▶ WHAT YOU ARE ASKED TO DO
Skipping each picture, output the entries exactly as they stand below.

Records excerpted from a collection:
BEGIN

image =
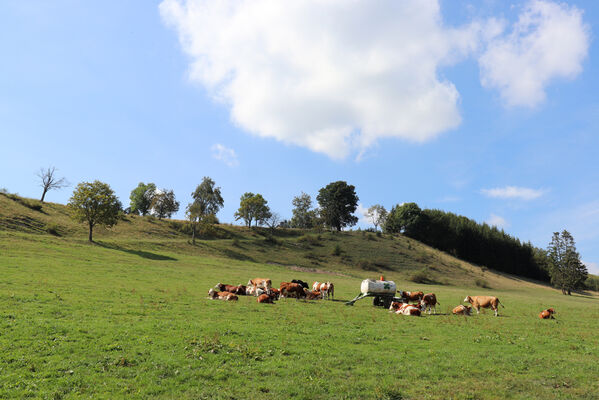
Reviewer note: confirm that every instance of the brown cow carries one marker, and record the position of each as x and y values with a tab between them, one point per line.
265	298
228	296
484	302
312	295
547	314
462	310
429	301
289	289
411	296
263	283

END

▶ OUTPUT OF THE TASK
image =
Reviewer note: confirm that every instance of the brown cow carries one marker, and record the position of each as x and y values with a tab between them, one point per line.
265	298
228	296
484	302
312	295
547	314
462	310
429	301
289	289
411	296
263	283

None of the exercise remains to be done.